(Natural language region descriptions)

——————

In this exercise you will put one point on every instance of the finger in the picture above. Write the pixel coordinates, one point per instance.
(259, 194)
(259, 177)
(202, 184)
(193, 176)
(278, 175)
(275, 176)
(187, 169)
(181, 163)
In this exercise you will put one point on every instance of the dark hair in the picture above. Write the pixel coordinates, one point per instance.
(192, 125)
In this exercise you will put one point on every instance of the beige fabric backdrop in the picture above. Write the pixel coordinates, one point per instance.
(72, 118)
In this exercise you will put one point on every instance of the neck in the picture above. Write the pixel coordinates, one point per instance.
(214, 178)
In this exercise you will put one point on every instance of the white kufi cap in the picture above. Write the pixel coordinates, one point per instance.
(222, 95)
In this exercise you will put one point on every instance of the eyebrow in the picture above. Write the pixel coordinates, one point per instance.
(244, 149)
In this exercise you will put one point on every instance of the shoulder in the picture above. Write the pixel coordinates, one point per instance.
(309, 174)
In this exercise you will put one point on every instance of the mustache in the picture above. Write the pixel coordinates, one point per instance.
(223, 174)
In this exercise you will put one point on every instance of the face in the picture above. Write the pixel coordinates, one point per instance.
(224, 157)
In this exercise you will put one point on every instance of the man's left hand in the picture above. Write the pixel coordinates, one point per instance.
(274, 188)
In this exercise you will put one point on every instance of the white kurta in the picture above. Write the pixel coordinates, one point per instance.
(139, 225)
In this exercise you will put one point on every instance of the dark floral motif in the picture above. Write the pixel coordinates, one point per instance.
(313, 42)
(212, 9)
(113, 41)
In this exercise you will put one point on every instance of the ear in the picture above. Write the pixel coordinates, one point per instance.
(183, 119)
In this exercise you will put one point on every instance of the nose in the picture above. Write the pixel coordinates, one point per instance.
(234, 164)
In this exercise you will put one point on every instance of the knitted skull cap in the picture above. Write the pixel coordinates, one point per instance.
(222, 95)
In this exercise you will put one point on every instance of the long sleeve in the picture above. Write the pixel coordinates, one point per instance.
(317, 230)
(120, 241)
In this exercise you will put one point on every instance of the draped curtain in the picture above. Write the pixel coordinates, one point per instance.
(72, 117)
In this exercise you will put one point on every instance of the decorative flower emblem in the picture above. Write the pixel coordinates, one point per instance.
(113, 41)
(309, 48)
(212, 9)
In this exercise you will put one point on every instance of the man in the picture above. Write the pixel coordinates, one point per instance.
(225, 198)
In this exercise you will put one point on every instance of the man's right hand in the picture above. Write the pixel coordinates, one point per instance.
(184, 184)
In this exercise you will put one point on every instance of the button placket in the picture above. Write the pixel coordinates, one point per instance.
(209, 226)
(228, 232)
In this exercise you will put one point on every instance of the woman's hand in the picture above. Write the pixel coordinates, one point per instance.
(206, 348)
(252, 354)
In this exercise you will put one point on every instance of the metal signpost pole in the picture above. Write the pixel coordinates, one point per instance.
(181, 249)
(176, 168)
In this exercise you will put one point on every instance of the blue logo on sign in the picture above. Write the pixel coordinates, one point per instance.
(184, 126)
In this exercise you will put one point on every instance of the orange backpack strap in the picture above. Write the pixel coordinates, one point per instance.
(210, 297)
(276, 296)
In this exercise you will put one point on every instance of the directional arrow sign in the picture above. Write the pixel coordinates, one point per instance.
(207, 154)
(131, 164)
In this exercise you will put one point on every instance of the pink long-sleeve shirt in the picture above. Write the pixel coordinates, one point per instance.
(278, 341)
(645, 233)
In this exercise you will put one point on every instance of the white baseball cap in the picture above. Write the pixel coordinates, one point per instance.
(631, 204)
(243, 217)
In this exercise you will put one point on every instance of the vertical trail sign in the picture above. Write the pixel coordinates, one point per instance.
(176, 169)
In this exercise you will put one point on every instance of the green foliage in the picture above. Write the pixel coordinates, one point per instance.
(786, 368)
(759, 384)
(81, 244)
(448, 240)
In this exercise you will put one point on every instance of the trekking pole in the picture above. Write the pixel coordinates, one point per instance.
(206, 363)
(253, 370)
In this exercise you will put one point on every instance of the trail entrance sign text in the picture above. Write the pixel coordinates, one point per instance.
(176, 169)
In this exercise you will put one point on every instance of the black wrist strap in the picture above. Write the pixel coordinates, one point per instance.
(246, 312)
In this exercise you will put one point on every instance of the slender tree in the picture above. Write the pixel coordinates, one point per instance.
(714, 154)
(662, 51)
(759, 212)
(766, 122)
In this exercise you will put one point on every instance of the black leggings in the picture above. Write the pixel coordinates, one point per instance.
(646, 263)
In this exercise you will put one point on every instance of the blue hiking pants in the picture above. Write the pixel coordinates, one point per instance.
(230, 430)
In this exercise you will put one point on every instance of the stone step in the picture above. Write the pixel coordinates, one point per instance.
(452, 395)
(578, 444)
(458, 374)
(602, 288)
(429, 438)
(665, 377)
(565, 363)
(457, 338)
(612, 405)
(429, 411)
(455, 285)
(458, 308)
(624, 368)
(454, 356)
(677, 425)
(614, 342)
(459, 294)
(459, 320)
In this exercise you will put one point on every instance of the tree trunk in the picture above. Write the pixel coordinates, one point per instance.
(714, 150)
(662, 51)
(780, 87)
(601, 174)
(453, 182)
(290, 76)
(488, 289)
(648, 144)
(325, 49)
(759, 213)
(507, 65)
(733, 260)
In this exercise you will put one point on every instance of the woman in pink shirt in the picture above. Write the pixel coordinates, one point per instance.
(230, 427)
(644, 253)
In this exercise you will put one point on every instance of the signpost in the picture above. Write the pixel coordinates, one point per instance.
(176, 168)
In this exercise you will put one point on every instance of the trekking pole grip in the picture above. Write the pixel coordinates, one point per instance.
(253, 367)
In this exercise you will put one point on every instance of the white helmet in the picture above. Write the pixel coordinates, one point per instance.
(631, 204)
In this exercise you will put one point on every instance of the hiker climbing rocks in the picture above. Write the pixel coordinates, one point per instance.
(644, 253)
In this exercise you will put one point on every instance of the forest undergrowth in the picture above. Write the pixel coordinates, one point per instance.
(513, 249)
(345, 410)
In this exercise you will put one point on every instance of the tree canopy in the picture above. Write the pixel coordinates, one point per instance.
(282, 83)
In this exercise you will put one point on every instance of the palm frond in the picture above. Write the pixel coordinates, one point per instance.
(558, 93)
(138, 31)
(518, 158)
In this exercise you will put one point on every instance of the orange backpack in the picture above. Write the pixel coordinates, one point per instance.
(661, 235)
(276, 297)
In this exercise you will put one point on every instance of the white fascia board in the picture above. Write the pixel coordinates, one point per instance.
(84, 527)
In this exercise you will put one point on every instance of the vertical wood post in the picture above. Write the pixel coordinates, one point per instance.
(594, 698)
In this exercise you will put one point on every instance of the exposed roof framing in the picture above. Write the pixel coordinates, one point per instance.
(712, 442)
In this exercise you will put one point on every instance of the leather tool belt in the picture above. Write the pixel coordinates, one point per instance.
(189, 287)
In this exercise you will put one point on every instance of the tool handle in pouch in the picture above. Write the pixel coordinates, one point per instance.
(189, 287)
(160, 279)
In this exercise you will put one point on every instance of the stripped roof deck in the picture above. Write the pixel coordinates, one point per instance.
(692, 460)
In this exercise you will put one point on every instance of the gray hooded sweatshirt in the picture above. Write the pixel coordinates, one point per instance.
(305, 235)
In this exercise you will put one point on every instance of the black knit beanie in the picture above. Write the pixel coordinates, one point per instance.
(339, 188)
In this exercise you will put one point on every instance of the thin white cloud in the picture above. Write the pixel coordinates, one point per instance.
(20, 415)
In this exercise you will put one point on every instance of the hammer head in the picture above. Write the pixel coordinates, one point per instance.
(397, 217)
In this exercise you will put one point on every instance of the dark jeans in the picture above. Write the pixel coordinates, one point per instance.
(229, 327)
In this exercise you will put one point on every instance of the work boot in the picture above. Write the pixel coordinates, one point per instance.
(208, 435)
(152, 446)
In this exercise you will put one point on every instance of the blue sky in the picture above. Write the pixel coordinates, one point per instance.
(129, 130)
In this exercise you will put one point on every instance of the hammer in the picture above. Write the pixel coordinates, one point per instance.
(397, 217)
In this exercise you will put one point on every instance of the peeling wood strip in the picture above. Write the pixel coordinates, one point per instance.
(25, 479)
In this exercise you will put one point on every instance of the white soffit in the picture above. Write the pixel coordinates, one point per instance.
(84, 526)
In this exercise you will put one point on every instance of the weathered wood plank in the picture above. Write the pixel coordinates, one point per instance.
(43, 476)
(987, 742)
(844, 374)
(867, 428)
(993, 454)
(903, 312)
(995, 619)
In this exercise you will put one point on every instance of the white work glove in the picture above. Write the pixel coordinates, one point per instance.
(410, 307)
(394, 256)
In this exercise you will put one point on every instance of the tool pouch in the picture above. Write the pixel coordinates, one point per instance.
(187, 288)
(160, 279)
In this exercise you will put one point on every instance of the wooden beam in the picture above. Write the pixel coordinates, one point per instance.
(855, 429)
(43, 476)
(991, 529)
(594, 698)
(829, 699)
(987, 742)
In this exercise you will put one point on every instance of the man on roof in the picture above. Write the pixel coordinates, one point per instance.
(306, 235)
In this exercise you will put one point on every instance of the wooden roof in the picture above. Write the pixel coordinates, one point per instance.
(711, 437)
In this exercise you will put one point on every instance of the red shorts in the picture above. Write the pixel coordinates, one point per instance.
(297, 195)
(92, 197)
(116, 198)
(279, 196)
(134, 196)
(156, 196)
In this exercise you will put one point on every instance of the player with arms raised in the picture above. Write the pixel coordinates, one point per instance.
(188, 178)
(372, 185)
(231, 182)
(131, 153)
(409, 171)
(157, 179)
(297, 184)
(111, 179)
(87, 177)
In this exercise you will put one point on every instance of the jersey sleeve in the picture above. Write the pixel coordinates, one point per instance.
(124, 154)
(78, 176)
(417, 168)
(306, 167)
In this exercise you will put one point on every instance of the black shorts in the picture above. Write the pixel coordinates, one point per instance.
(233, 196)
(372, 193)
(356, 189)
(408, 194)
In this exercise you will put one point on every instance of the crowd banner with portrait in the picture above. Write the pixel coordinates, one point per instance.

——————

■ **Prompt**
Would you reproduce, word for word, the lines from the one holding "the wooden beam" through the final line of the entries, both included?

■ **Response for this exercise**
In this exercise you will put one point on every instance of the wooden beam in the picture above. Write the pixel coordinates, one point per instance.
(855, 429)
(43, 476)
(991, 529)
(594, 698)
(829, 699)
(987, 742)
In this exercise you will put one point on every instance of the man on roof in the picture above. Write the pixel coordinates, one point per instance.
(306, 235)
In this exercise you will put one point on every instance of the wooden roof in the picture above. Write the pixel coordinates, one point per instance.
(711, 437)
In this exercise you will put one point on every instance of the red shorts in the picture above. Write the pixel coordinates, one point per instance.
(297, 195)
(92, 197)
(116, 198)
(279, 196)
(134, 196)
(156, 196)
In this exercise you will put one point on every instance of the player with arms raised in the picture above. Write the pixel coordinates, one point per instance.
(188, 178)
(372, 185)
(231, 182)
(131, 153)
(409, 171)
(157, 179)
(297, 184)
(111, 179)
(87, 177)
In this exercise you will put one point on every instance of the jersey sleeve in the picture above. Write the pixel coordinates, one point per instance.
(124, 154)
(78, 176)
(417, 168)
(306, 167)
In this exercise you will put one point on every instance of the black shorts in the picture above. Write the pixel coordinates, one point per instance.
(233, 196)
(372, 193)
(356, 189)
(408, 194)
In this exercise you will put one point on every instance of the crowd banner with portrait in the picture above. Write the pixel coordinates, one point per instance.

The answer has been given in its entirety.